▶ _TASK GOAL_:
Give every line of the data again, requests included, and scale each point coordinate in the answers by 2.45, rounding to whole numbers with halves rounded up.

▶ _DATASET_:
··········
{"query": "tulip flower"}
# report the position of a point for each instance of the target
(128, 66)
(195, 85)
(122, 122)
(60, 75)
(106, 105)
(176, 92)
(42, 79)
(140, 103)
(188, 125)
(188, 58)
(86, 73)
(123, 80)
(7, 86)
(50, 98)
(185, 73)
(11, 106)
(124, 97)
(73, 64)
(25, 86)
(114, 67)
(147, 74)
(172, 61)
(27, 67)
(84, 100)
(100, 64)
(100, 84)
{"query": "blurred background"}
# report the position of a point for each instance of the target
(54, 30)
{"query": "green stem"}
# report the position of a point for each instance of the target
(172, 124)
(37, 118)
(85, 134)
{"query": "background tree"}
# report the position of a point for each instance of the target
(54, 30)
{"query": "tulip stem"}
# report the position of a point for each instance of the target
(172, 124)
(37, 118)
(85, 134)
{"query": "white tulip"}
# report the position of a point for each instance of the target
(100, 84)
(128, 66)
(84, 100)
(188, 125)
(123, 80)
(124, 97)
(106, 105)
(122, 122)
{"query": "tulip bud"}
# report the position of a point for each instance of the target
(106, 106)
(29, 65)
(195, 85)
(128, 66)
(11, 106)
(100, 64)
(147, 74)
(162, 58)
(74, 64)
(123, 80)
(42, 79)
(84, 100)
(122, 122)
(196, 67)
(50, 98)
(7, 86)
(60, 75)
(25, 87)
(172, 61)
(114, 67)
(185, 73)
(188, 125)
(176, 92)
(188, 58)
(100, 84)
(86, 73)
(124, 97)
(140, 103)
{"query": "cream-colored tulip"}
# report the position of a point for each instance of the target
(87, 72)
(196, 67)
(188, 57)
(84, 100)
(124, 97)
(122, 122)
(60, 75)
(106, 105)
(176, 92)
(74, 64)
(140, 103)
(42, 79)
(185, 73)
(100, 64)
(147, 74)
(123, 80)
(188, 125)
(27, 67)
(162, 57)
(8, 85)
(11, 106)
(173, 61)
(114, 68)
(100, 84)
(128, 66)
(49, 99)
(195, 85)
··········
▶ _ANSWER_:
{"query": "tulip flower"}
# report the position of a point for each instance of the target
(314, 162)
(478, 208)
(299, 299)
(147, 184)
(260, 257)
(431, 225)
(103, 194)
(343, 252)
(461, 306)
(461, 142)
(211, 179)
(301, 196)
(17, 211)
(123, 240)
(453, 179)
(27, 260)
(304, 238)
(179, 157)
(61, 211)
(279, 164)
(360, 181)
(421, 149)
(66, 164)
(206, 245)
(245, 157)
(245, 206)
{"query": "blurred background"}
# report the position of a point for each instance of the target
(132, 74)
{"query": "green stem"}
# report the position of a point for each instance of the target
(421, 304)
(91, 289)
(208, 328)
{"query": "background tree"}
# report the position of a point for each instance of the target
(132, 74)
{"query": "tulip stem"}
# report the position of a point for each instance of the target
(421, 304)
(91, 289)
(208, 328)
{"query": "white tulip"}
# report the position of a point for each instance of the target
(245, 206)
(314, 162)
(206, 245)
(461, 306)
(301, 196)
(304, 238)
(260, 257)
(299, 299)
{"query": "tulip bud"}
# report the position of a point for each instance of the target
(260, 260)
(71, 159)
(478, 208)
(314, 162)
(27, 260)
(245, 157)
(360, 181)
(397, 142)
(181, 157)
(301, 196)
(103, 194)
(206, 245)
(299, 299)
(480, 164)
(123, 240)
(17, 211)
(147, 184)
(61, 213)
(421, 149)
(279, 164)
(453, 179)
(461, 306)
(431, 225)
(461, 142)
(245, 206)
(211, 179)
(304, 238)
(343, 252)
{"query": "cream-colored tulip"}
# report the position of a point for each instance of the target
(213, 176)
(480, 164)
(461, 140)
(206, 245)
(304, 238)
(299, 299)
(147, 184)
(260, 257)
(431, 225)
(181, 157)
(343, 252)
(103, 194)
(453, 179)
(245, 157)
(360, 181)
(301, 196)
(461, 306)
(66, 164)
(397, 140)
(20, 208)
(27, 260)
(424, 149)
(279, 167)
(245, 206)
(314, 162)
(120, 243)
(478, 208)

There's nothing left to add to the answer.